***** SUPPLIED INFORMATION

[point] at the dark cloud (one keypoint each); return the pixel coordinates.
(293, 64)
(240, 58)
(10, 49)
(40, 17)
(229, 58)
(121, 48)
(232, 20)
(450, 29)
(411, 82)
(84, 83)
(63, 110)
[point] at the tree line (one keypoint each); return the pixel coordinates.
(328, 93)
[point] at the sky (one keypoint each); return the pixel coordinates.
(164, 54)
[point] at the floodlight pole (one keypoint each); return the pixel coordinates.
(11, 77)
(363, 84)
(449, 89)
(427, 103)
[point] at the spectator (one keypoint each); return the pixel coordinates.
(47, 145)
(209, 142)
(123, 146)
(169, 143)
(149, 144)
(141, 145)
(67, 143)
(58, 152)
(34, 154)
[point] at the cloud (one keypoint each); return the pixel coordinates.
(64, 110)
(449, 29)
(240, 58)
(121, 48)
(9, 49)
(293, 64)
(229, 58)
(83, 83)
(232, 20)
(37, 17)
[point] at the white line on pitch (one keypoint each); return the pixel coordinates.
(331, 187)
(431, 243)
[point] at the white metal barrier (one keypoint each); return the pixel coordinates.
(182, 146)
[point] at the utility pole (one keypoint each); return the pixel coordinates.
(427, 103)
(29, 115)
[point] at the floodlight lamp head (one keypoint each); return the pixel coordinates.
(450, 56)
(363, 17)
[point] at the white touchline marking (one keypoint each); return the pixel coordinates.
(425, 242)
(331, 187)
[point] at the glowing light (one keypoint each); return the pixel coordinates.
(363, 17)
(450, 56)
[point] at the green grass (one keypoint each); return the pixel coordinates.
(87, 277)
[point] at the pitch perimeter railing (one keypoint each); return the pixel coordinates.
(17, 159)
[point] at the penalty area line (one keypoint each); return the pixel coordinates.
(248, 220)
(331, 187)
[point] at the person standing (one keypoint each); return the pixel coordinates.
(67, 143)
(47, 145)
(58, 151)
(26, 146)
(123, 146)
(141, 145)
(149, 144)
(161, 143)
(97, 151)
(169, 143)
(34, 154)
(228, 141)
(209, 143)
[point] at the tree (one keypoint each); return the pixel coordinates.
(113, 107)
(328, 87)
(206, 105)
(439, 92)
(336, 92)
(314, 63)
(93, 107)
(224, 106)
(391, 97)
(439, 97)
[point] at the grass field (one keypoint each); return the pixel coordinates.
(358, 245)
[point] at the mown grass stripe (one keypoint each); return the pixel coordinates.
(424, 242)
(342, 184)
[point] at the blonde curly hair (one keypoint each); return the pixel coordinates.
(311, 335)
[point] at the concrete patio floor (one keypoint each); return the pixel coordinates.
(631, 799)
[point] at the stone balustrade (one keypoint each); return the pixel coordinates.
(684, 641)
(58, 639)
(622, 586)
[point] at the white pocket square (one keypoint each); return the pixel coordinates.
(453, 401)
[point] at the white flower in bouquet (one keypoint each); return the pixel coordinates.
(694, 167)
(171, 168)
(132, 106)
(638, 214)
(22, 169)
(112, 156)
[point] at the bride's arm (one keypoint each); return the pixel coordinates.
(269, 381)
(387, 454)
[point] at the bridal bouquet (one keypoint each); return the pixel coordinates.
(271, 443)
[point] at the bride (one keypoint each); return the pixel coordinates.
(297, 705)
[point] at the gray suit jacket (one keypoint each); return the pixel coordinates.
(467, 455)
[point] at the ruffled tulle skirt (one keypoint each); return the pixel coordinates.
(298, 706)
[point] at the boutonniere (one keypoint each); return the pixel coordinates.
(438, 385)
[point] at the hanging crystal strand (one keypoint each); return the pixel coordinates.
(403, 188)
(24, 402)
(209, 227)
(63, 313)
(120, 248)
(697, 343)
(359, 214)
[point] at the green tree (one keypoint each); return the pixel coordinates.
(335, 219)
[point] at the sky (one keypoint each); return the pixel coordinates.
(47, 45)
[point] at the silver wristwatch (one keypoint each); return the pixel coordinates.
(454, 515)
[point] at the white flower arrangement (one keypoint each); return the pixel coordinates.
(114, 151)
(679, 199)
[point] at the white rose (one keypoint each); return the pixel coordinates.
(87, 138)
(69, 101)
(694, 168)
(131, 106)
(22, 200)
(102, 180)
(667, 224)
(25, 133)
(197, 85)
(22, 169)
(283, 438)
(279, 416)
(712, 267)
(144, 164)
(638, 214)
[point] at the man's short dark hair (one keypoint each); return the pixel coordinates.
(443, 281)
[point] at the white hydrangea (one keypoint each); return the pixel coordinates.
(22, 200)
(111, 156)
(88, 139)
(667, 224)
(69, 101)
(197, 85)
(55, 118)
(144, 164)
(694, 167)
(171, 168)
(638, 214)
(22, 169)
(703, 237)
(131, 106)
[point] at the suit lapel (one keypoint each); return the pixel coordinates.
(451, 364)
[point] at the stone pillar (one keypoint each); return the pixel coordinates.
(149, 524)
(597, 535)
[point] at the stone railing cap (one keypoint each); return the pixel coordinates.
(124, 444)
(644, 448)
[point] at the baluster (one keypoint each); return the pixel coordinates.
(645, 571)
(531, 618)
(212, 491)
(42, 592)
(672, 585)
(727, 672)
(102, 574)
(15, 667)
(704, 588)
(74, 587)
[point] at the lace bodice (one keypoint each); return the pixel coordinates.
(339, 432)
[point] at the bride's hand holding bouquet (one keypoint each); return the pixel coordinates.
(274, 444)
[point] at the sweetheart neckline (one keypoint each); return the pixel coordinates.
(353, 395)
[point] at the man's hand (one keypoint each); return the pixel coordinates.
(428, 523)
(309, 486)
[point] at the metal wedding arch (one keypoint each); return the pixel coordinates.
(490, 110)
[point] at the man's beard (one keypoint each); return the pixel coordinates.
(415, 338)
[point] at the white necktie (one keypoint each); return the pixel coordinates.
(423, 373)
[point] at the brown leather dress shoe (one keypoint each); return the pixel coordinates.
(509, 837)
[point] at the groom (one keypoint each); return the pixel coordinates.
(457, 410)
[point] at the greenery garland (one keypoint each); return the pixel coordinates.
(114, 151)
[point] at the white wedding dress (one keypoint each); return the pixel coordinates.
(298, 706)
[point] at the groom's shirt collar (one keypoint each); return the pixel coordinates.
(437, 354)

**********
***** SUPPLIED INFORMATION

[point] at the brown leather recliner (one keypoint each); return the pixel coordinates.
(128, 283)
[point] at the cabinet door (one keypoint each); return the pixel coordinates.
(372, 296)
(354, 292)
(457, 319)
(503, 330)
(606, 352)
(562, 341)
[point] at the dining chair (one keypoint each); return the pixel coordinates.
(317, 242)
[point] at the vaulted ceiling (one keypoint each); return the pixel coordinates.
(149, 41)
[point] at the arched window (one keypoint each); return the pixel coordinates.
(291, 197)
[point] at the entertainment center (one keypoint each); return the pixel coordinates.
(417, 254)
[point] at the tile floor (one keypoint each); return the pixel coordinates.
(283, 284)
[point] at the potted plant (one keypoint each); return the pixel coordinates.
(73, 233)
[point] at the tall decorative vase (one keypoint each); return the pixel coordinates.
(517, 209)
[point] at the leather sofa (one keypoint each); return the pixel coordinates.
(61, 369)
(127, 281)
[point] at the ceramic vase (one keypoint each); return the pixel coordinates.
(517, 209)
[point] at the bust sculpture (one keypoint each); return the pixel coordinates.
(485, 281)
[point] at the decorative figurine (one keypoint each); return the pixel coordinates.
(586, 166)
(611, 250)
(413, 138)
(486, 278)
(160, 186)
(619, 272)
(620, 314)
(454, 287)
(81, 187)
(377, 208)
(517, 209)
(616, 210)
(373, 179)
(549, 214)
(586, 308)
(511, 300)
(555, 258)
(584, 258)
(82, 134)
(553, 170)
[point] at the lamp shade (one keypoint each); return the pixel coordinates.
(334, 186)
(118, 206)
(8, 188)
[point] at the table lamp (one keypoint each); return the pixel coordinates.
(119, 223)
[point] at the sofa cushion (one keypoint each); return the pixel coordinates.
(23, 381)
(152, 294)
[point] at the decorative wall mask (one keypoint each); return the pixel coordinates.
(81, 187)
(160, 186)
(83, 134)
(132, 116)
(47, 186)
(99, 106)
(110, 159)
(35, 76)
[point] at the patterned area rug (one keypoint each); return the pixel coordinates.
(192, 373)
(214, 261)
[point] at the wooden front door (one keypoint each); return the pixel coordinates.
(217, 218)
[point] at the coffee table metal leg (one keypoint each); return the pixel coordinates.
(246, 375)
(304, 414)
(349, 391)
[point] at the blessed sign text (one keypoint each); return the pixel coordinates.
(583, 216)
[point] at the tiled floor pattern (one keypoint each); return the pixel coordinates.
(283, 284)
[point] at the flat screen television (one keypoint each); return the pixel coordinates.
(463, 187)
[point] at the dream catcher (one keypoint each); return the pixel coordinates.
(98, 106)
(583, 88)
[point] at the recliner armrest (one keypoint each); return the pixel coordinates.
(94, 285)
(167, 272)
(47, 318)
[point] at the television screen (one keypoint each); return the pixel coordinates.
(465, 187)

**********
***** SUPPLIED INFORMATION

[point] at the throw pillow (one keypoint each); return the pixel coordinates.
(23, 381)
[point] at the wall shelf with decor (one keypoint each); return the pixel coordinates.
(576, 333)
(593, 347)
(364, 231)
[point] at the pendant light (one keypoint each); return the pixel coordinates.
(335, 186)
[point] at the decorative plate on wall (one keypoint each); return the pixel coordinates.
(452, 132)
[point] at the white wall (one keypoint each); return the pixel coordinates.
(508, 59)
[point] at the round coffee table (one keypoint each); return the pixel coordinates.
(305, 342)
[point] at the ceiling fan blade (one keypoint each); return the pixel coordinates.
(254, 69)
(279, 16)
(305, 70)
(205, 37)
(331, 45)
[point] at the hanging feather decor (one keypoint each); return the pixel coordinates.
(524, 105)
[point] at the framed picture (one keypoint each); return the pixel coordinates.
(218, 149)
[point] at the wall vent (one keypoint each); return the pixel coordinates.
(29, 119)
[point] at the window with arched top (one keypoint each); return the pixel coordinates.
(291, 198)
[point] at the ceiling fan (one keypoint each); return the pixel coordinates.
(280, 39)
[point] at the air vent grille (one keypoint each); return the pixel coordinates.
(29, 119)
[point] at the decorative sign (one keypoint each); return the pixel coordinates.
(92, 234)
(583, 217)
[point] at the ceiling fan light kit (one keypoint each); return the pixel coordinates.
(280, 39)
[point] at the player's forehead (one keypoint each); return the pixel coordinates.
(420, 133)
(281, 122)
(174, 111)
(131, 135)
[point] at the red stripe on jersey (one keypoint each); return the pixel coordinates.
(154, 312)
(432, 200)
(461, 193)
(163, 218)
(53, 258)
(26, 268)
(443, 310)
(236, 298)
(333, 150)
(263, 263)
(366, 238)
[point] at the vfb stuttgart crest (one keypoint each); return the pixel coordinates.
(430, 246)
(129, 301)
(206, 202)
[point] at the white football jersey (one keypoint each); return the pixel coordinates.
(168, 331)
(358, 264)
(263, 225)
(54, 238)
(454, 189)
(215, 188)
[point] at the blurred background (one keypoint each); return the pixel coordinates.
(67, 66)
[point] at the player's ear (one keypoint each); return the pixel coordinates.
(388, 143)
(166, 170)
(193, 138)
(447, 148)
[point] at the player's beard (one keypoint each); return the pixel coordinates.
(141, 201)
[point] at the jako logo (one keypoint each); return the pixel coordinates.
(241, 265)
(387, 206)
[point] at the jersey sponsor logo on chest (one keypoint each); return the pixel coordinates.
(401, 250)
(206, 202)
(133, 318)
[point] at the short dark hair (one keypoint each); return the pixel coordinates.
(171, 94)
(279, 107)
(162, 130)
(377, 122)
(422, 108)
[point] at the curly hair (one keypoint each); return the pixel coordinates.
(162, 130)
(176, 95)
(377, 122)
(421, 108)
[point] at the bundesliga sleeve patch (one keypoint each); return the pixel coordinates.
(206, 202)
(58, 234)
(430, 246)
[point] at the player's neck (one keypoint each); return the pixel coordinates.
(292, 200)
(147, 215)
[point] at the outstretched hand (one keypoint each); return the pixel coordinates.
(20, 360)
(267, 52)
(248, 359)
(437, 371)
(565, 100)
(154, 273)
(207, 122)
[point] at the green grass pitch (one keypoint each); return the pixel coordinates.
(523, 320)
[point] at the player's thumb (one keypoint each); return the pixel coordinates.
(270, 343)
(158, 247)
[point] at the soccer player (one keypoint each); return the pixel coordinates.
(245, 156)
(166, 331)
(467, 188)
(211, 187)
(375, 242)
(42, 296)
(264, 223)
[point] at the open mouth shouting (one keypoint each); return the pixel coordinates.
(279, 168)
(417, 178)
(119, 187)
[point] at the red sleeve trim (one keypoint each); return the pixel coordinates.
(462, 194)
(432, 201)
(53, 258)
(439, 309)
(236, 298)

**********

▶ _EXERCISE BRIEF_: How many lines in the records above contain the string "pole"? Reply with the number alone.

▶ _RESULT OF THE EXERCISE_: 2